Update the items below by replacing "Review packet" with "Practice set" everywhere and changing nothing else. Leave the pictures out of your answer.
-=-=-
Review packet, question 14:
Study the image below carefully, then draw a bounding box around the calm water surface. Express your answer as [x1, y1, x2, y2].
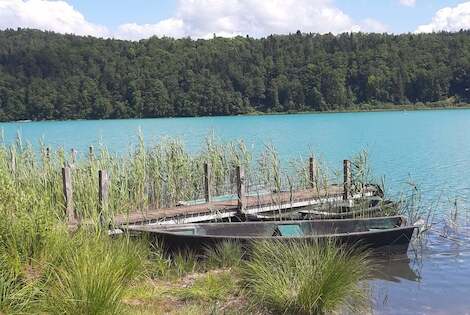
[0, 110, 470, 314]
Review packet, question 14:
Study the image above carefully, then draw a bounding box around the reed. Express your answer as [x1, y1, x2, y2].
[243, 241, 370, 314]
[0, 135, 384, 314]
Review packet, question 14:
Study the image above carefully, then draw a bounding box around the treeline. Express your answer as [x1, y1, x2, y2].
[0, 30, 470, 121]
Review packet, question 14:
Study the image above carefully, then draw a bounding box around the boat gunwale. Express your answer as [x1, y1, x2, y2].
[123, 216, 417, 240]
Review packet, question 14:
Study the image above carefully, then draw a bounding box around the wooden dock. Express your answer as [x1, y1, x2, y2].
[62, 158, 381, 227]
[114, 185, 379, 226]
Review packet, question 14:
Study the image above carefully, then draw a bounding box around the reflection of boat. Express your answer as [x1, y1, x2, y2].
[371, 255, 420, 282]
[125, 216, 415, 252]
[247, 197, 397, 221]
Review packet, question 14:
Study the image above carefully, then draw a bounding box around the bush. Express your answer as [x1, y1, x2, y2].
[243, 241, 370, 314]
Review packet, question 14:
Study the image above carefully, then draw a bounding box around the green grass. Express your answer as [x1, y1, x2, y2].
[243, 241, 370, 314]
[45, 236, 147, 315]
[0, 137, 382, 314]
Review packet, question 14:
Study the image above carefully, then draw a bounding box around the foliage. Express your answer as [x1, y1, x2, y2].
[46, 235, 146, 315]
[243, 241, 370, 314]
[0, 29, 470, 121]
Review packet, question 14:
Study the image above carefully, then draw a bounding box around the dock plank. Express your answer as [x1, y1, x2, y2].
[114, 185, 378, 225]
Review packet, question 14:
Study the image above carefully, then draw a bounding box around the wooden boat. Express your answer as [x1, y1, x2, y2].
[124, 216, 416, 252]
[246, 198, 397, 221]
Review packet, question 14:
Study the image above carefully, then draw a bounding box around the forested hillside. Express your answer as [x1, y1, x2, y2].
[0, 30, 470, 121]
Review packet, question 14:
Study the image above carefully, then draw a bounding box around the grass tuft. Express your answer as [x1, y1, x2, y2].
[243, 241, 370, 314]
[45, 236, 146, 314]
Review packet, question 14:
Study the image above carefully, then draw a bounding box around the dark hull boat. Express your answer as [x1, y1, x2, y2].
[126, 216, 416, 253]
[246, 198, 397, 221]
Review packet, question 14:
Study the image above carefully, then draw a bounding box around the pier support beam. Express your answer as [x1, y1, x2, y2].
[98, 170, 109, 224]
[204, 163, 212, 203]
[88, 145, 95, 161]
[343, 160, 352, 200]
[237, 165, 246, 216]
[70, 149, 78, 165]
[62, 166, 78, 230]
[309, 156, 317, 188]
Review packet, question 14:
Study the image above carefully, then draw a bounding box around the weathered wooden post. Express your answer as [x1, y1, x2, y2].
[62, 166, 77, 226]
[204, 163, 212, 203]
[343, 160, 351, 200]
[98, 170, 109, 223]
[237, 165, 246, 215]
[309, 156, 317, 188]
[88, 145, 95, 161]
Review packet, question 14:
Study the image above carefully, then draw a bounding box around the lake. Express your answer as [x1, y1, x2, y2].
[0, 110, 470, 314]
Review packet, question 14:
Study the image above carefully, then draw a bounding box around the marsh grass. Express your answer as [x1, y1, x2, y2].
[243, 241, 370, 314]
[0, 135, 382, 314]
[44, 235, 147, 315]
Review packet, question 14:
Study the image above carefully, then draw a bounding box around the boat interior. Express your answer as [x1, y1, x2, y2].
[133, 217, 404, 237]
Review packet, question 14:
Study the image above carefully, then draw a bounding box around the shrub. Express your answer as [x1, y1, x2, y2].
[243, 241, 369, 314]
[45, 235, 147, 314]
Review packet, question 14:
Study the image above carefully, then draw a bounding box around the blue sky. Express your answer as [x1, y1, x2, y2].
[67, 0, 464, 33]
[0, 0, 470, 40]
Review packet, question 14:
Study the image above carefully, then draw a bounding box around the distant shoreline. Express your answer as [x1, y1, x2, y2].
[244, 104, 470, 117]
[0, 103, 470, 124]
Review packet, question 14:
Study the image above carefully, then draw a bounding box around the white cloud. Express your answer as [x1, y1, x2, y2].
[400, 0, 416, 7]
[416, 2, 470, 33]
[117, 0, 378, 39]
[0, 0, 108, 37]
[0, 0, 386, 40]
[360, 19, 388, 33]
[116, 18, 186, 39]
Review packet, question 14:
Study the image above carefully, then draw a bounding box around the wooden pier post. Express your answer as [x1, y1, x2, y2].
[237, 165, 246, 215]
[309, 156, 317, 188]
[98, 170, 109, 220]
[204, 163, 212, 203]
[62, 166, 78, 227]
[88, 145, 95, 161]
[343, 160, 352, 200]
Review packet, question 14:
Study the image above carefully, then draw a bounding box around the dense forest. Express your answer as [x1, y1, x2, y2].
[0, 30, 470, 121]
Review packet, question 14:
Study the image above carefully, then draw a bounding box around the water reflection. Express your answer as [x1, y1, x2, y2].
[370, 219, 470, 314]
[371, 255, 420, 283]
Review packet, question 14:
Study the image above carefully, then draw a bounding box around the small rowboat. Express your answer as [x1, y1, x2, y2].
[246, 198, 397, 221]
[124, 216, 416, 253]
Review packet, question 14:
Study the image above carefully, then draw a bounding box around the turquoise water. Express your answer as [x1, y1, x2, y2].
[0, 110, 470, 314]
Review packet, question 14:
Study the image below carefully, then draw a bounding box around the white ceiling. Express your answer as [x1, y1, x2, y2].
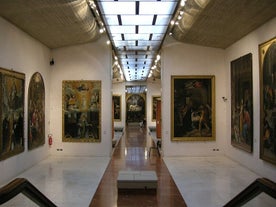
[0, 0, 276, 81]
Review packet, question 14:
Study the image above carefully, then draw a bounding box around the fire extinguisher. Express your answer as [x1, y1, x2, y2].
[48, 134, 53, 146]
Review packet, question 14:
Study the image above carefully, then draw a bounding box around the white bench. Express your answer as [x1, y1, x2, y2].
[117, 171, 158, 189]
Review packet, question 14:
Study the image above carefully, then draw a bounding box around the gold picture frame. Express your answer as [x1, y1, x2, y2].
[151, 96, 161, 122]
[62, 80, 101, 142]
[230, 53, 253, 153]
[0, 68, 25, 160]
[259, 37, 276, 164]
[112, 94, 122, 122]
[171, 75, 216, 141]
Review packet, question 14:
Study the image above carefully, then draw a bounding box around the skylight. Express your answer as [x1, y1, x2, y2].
[96, 0, 178, 81]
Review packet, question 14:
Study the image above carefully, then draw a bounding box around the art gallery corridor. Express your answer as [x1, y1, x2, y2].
[90, 123, 186, 207]
[2, 125, 276, 207]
-=-=-
▸ Reply to the task
Practice set, question 14:
Study the image below carefully, then draw a bounding box around the calm water surface. Express your answer as [x1, y1, x2, y2].
[0, 110, 470, 314]
Practice set, question 14:
Study the image above carefully, then draw a bounding box around the reed. Express your answer as [x1, y1, x2, y2].
[243, 241, 370, 314]
[0, 135, 384, 314]
Practice set, question 14:
Study the image above carefully, then draw a bounding box around the treeline. Express your answer as [x1, y1, x2, y2].
[0, 30, 470, 121]
Practice set, question 14:
Study the image above carefully, then draw a bounding box around the boat gunwale. Express your answer as [x1, y1, x2, y2].
[123, 216, 417, 240]
Practice set, question 14:
Study the image above carefully, then draw a bounding box around the wooden dock. Express your answer as [x1, y1, x2, y2].
[62, 158, 381, 227]
[114, 185, 379, 226]
Practice set, question 14:
Study the image above carefully, then draw a bounding box around the reflection of boat. Express your answer as [x1, y1, x2, y2].
[371, 255, 420, 282]
[125, 216, 415, 252]
[247, 197, 397, 221]
Practice set, question 14:
Study the image above carefully, then draw a bounding box around the bush. Express your answer as [x1, y1, x2, y2].
[243, 241, 370, 314]
Practice set, question 14:
Study the image above carefully, then draw a bounding box around the green grass. Express your answer as [x1, y1, x2, y2].
[243, 241, 370, 314]
[45, 236, 147, 315]
[0, 137, 382, 314]
Practice set, question 14:
Study the image above carefully, then draw a bounding box around the foliage. Express your answer as [x1, y1, x2, y2].
[46, 235, 146, 315]
[243, 241, 370, 314]
[0, 29, 470, 121]
Practice set, question 14:
Study the image above carefully, then draw a bounding box around the dock plank. Express your answer as [x1, y1, x2, y2].
[114, 185, 378, 225]
Practice set, question 14:
Study the image above carefully, then draw a bounding box around the wooden boat. Express your answer as [x1, y1, x2, y2].
[124, 216, 416, 252]
[246, 198, 397, 221]
Practice set, question 14:
Study the image above carefully, then draw a bounding box around the forested hillside. Express your answer as [x1, y1, x2, y2].
[0, 30, 470, 121]
Practice set, question 14:
Study the image above carefully, then draw a bounding box around the grass tuft. Express your answer as [x1, y1, x2, y2].
[243, 241, 370, 314]
[45, 236, 146, 314]
Practice set, question 14:
Study the image above carefully, then draw a bounding box around the dark hull boat. Express your answer as [x1, y1, x2, y2].
[126, 216, 416, 253]
[246, 198, 397, 221]
Practice set, question 14:
Study the image above carefully, then draw a bounding box around the pier support beam. Express your answer as [x1, y1, x2, y2].
[98, 170, 109, 224]
[204, 163, 212, 203]
[88, 145, 95, 161]
[343, 160, 352, 200]
[237, 165, 246, 216]
[70, 149, 78, 165]
[62, 166, 78, 230]
[309, 156, 317, 188]
Practice set, question 14:
Study the image above carefully, then draw a bounding box around the weathered wooden post. Express your answer as [x1, y1, x2, y2].
[62, 166, 77, 226]
[204, 163, 212, 203]
[343, 160, 351, 200]
[98, 170, 109, 223]
[237, 165, 246, 215]
[309, 156, 317, 188]
[88, 145, 95, 161]
Practice set, question 14:
Study the image above carefully, then draw a bounding box around the lake. Express your answer as [x1, y1, x2, y2].
[0, 110, 470, 314]
Practice set, question 14:
Study the image above carefully, then draw a bounding box around the marsh grass. Express your answer as [x1, y1, x2, y2].
[243, 241, 370, 314]
[0, 135, 382, 314]
[44, 235, 147, 315]
Practice set, question 14:
Study the image above carefully, then draw a bounding box around the boat interior. Express your answer as [x1, y1, x2, y2].
[133, 217, 404, 237]
Practice set, question 14:
Study the image above carefully, then draw a bounding box around the shrub. Express your answer as [x1, y1, x2, y2].
[243, 241, 369, 314]
[45, 235, 147, 314]
Practice set, question 14:
Study the image above carefully, then draw a bounding box around the blue sky. Express your answer as [x1, y1, x2, y2].
[67, 0, 464, 33]
[0, 0, 470, 40]
Practice set, question 14:
Study the image above carefully, then draw a bounding box around the distant shoreline. Express your answer as [x1, y1, x2, y2].
[244, 104, 470, 117]
[0, 103, 470, 124]
Practice set, question 14:
Study the image above carefully, then draw a bounding box around the white cloud. Express your answer as [x1, y1, x2, y2].
[400, 0, 416, 7]
[416, 2, 470, 33]
[117, 0, 378, 39]
[0, 0, 108, 37]
[0, 0, 386, 40]
[360, 19, 388, 33]
[116, 18, 186, 39]
Practice set, question 14:
Study the image above carefully, then draw a bounding box around the wooden pier post. Express your answer as [x1, y1, x2, y2].
[237, 165, 246, 215]
[309, 156, 317, 188]
[98, 170, 109, 220]
[204, 163, 212, 203]
[62, 166, 78, 227]
[88, 145, 95, 161]
[343, 160, 352, 200]
Practice set, question 14:
Study the image above carefully, then draw a bounding box around the dense forest. Express your answer as [x1, y1, x2, y2].
[0, 30, 470, 121]
Practice set, question 14:
Study the image above carefully, then draw a bounding box around the water reflection. Express your answer as [x1, y1, x2, y2].
[370, 219, 470, 314]
[371, 255, 420, 283]
Practice set, question 14:
Study the image above carefully, then draw a bounding box around the small rowboat. Express your answer as [x1, y1, x2, y2].
[246, 198, 397, 221]
[124, 216, 416, 253]
Practice set, question 14:
Study the image above carefully, then draw a bounding box around the turquoise water. Express your answer as [x1, y1, x2, y2].
[0, 110, 470, 314]
Practice set, question 14:
Study the image below carefully, then draw a bounding box around the white ceiling. Express your answer as [x1, y1, x2, y2].
[0, 0, 276, 81]
Practice set, question 14:
Study the image above carefully, then draw a bounding box around the fire extinguisher. Express your answer as [x1, y1, x2, y2].
[48, 134, 53, 146]
Practice set, question 14:
Study the image above carefully, then draw a bounding box around the white bench. Express your answer as [x1, y1, x2, y2].
[117, 171, 158, 189]
Practice set, question 14:
Study the image above carefully, then draw a bounding box around the gold picture frame. Express your answer as [x1, y1, x2, y2].
[151, 96, 161, 122]
[62, 80, 101, 142]
[230, 53, 253, 153]
[0, 68, 25, 160]
[259, 37, 276, 164]
[112, 94, 122, 122]
[171, 75, 216, 141]
Practice set, question 14:
Study the image above carefully, then draw a bounding box around the skylight. Express your answer as [x1, y1, x2, y2].
[96, 0, 178, 81]
Practice set, question 14:
Study the image above carefully, then draw a bounding box around the art gallery corridor. Express your answer as [x1, y1, x2, y2].
[90, 123, 186, 207]
[2, 125, 276, 207]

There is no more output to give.